**DATA EXCERPTS**.
━━━━━━
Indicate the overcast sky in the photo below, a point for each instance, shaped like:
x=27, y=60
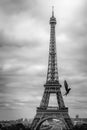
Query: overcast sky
x=24, y=45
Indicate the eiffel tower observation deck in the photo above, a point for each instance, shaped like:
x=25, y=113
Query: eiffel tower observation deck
x=52, y=86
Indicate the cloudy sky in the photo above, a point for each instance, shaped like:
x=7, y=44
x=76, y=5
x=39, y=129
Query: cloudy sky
x=24, y=45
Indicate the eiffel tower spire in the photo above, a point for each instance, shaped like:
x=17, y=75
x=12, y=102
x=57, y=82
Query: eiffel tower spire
x=52, y=74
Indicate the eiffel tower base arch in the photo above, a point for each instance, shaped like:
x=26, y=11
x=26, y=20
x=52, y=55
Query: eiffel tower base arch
x=44, y=114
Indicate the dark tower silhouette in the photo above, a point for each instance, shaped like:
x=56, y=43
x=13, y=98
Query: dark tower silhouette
x=52, y=86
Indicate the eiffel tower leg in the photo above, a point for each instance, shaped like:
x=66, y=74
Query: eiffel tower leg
x=60, y=100
x=45, y=100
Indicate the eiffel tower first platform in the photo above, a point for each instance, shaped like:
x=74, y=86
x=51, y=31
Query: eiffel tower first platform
x=52, y=86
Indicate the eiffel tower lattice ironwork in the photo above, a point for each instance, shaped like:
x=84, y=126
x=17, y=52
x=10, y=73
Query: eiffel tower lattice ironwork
x=52, y=86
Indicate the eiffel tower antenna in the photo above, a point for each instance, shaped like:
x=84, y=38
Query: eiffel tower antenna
x=53, y=11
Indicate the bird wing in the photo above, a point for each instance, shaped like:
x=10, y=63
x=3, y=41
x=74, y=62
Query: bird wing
x=66, y=85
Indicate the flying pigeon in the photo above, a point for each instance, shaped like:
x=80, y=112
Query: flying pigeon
x=66, y=87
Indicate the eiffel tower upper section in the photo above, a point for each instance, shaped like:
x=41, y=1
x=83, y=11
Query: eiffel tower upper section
x=52, y=74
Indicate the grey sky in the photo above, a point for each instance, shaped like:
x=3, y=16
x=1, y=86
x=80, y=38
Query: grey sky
x=24, y=45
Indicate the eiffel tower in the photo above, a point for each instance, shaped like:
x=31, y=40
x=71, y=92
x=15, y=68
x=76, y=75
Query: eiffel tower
x=52, y=86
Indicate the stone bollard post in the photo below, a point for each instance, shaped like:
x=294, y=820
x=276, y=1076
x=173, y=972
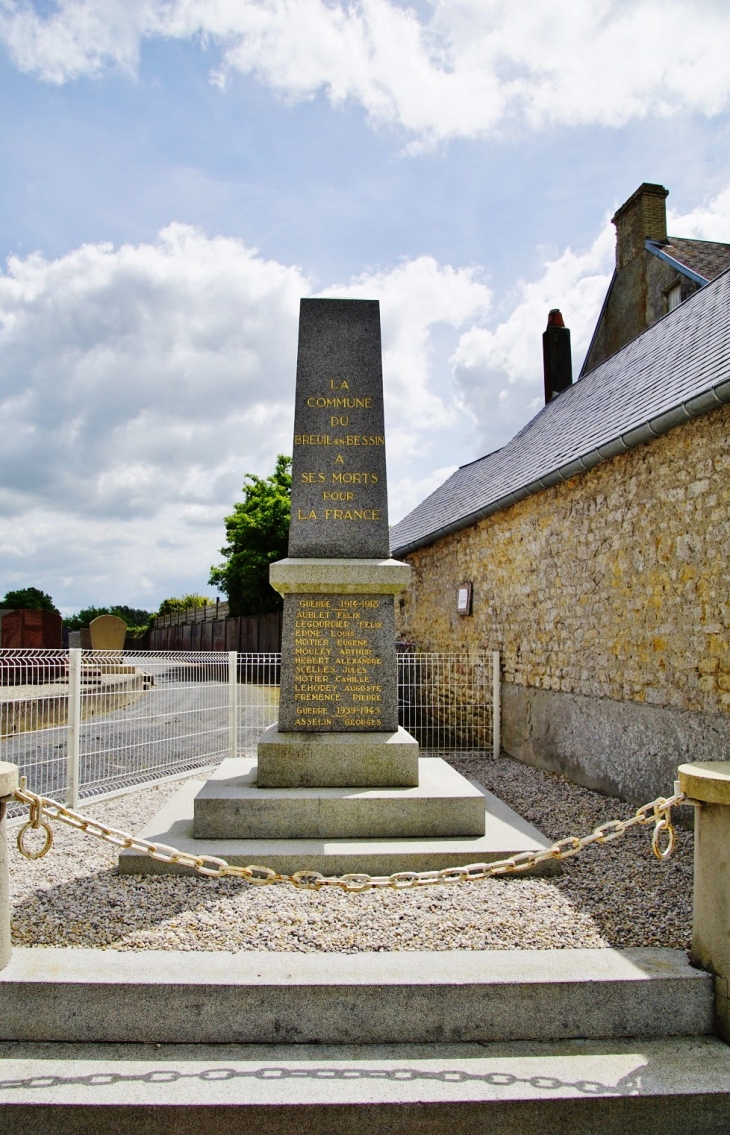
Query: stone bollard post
━━━━━━
Please rewrite the data above, changing each "a point for each instance" to "one point per instance" and keeping everything else the same. Leave the pictures out of your answer.

Indicate the overcast sky in the photo below, one point per instance, shaped like:
x=27, y=60
Query: overcast sky
x=24, y=45
Indicate the eiffel tower observation deck in the photo above, one point per instance, shaped like:
x=25, y=113
Query: eiffel tower observation deck
x=52, y=86
Indicate the cloudy sky in the photo above, one point per instance, shaped like:
x=7, y=44
x=76, y=5
x=39, y=129
Query: cloudy sky
x=24, y=45
Indicate the eiffel tower spire in the photo above, one point per instance, shaped like:
x=17, y=75
x=12, y=102
x=57, y=82
Query: eiffel tower spire
x=52, y=74
Indicate the eiffel tower base arch in the photo above, one point per instance, shaped like:
x=26, y=11
x=26, y=20
x=52, y=55
Query: eiffel tower base arch
x=44, y=114
Indicate the dark tower silhouette in the photo above, one point per instance, shaped like:
x=56, y=43
x=13, y=98
Query: dark tower silhouette
x=52, y=86
Indicate the eiffel tower leg in the photo above, one point per instance, shaped like:
x=66, y=74
Query: eiffel tower leg
x=60, y=100
x=45, y=100
Indicate the eiffel tower first platform in the photo above, one point per instance, shaped like:
x=74, y=86
x=51, y=31
Query: eiffel tower first platform
x=52, y=86
Indicate the eiffel tower lattice ironwork in the photo above, one point per instance, shaped like:
x=84, y=126
x=17, y=52
x=10, y=73
Query: eiffel tower lattice ironwork
x=52, y=86
Indicate the eiffel tower antenna in the photo above, one point per instance, shaped like:
x=84, y=38
Query: eiffel tower antenna
x=53, y=11
Indicate the bird wing in the photo above, one point per instance, shaped like:
x=10, y=63
x=3, y=41
x=74, y=62
Query: bird wing
x=66, y=85
Indicate the flying pigeon in the photo above, one point per instance, shaped like:
x=80, y=112
Query: flying pigeon
x=66, y=87
Indicate the eiffel tower upper section in the photo above, one point per instance, shaped like:
x=41, y=1
x=83, y=11
Query: eiffel tower upper section
x=52, y=74
Indicate the grey sky in the photo above, one point per instance, shaped like:
x=3, y=16
x=1, y=86
x=80, y=38
Query: grey sky
x=24, y=45
Indicate the eiffel tower in the photo above, one point per instance, shaped like:
x=31, y=40
x=71, y=92
x=15, y=68
x=76, y=75
Query: eiffel tower
x=52, y=86
Indicate the stone bollard post in the photo below, one point per instance, shaped like:
x=294, y=820
x=276, y=1076
x=173, y=972
Query: stone bollard post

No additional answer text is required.